Task objective:
Locate each line in the data below that contains the string "metal", and copy those lines out. The match is case-sensitive.

::: Input data

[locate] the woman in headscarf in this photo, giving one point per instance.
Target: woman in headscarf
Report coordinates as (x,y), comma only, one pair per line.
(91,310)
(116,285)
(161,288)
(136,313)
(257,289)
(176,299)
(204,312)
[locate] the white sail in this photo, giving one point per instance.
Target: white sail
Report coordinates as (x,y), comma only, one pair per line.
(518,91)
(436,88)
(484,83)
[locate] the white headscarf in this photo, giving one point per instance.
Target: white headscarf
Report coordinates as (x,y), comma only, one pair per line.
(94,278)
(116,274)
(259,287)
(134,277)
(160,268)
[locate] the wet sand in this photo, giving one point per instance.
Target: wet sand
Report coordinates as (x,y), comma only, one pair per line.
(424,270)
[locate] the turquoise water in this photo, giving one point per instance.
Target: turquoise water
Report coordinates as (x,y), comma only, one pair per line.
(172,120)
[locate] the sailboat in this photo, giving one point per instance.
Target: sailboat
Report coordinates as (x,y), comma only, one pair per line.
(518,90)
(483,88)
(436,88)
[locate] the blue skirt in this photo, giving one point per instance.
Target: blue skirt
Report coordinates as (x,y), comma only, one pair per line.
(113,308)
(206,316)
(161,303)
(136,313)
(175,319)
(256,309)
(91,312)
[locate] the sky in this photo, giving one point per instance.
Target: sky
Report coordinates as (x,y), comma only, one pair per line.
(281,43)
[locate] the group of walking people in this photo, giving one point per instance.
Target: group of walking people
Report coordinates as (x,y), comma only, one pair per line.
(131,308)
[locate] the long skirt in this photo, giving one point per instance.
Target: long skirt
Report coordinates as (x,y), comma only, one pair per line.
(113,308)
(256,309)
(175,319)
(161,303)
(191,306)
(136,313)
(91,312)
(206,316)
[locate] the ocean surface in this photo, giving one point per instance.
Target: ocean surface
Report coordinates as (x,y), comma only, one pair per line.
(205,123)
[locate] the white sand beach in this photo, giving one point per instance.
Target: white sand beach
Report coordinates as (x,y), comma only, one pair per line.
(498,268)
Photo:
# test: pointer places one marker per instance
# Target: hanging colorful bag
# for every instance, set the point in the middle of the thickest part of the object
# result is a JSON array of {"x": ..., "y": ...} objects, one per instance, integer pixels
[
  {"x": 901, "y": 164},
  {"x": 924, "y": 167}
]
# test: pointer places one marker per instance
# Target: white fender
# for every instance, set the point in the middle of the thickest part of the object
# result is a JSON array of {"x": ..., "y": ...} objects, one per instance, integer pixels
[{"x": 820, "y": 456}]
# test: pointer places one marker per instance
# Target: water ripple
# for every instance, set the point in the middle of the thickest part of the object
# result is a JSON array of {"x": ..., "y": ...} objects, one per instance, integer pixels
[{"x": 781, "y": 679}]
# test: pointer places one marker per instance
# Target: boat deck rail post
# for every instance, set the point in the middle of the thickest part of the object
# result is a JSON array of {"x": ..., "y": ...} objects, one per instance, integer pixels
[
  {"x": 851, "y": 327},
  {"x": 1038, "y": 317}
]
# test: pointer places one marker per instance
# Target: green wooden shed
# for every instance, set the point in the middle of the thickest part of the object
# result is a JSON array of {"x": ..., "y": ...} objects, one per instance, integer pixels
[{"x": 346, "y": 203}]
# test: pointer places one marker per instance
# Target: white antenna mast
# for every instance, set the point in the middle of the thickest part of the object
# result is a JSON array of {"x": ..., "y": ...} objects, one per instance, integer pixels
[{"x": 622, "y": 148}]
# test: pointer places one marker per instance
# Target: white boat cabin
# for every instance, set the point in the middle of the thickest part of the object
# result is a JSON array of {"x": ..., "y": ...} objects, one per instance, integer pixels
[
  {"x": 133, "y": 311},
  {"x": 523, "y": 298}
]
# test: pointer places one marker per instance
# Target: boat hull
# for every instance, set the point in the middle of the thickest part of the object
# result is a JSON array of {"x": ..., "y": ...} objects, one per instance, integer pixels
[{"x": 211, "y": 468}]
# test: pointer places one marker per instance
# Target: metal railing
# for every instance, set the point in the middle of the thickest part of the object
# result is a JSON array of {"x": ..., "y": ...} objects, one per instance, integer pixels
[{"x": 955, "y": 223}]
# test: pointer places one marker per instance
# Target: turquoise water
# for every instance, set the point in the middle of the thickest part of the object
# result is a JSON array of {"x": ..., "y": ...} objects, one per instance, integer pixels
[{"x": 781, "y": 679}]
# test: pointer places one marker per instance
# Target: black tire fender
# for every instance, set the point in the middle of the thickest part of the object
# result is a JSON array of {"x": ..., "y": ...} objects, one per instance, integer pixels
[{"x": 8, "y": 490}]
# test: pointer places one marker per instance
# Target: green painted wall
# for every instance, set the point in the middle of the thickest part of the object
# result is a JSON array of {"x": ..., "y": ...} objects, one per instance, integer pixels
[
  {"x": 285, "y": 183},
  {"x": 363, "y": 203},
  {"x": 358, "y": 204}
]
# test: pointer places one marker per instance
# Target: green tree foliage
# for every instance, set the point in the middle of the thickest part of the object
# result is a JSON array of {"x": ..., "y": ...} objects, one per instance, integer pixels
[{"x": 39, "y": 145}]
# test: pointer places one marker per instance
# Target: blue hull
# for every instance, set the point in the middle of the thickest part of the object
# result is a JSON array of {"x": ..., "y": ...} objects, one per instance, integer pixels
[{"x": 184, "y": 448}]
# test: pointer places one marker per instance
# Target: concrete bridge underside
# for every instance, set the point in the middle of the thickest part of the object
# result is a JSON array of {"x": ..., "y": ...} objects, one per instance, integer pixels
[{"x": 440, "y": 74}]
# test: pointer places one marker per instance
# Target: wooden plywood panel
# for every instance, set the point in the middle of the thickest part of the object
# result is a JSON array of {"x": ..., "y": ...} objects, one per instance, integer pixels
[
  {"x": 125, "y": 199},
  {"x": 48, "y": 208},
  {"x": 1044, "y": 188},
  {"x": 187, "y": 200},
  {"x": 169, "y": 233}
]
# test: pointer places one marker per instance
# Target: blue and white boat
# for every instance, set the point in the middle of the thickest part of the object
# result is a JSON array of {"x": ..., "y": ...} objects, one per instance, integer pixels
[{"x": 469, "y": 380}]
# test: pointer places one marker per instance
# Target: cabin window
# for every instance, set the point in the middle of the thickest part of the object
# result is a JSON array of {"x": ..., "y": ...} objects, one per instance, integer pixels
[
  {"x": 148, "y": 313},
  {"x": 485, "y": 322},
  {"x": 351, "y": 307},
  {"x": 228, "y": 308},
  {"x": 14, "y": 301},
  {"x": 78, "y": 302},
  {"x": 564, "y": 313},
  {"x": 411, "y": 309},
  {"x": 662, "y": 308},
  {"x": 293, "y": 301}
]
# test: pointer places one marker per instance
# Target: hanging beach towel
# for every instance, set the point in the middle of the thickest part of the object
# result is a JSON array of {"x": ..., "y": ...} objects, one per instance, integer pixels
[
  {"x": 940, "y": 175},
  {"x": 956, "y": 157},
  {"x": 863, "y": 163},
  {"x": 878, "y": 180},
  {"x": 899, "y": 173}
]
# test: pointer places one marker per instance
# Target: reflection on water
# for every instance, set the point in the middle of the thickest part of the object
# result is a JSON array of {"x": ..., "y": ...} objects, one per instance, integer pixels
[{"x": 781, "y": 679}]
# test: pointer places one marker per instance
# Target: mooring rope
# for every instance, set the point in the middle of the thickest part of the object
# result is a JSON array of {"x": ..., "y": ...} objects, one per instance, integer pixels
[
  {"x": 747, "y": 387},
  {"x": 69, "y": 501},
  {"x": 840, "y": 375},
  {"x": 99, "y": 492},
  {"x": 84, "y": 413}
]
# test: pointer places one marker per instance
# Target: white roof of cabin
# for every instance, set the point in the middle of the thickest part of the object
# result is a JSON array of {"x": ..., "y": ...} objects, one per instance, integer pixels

::::::
::: Input data

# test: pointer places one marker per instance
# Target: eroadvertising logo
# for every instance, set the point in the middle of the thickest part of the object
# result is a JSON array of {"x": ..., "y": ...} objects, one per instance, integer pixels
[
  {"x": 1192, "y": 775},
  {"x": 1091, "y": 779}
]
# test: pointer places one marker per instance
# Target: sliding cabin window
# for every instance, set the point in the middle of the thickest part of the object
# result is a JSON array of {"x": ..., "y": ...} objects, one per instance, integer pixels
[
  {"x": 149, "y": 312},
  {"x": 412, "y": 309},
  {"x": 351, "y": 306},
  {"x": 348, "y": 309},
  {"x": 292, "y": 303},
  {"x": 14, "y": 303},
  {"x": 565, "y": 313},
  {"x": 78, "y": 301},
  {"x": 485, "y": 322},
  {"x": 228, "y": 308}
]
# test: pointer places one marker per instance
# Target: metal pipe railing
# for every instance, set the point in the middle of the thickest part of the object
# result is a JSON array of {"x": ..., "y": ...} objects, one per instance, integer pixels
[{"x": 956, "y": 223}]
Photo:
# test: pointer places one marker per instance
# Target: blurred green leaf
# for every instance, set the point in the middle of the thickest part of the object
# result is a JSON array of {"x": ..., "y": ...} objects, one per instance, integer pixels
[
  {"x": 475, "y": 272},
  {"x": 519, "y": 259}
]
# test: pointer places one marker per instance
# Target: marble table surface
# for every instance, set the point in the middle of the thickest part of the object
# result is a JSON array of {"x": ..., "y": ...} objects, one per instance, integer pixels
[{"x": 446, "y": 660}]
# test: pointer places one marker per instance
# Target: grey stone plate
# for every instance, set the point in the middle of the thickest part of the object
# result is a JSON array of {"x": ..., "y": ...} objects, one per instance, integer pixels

::::::

Final result:
# Target: metal railing
# Target: metal pipe railing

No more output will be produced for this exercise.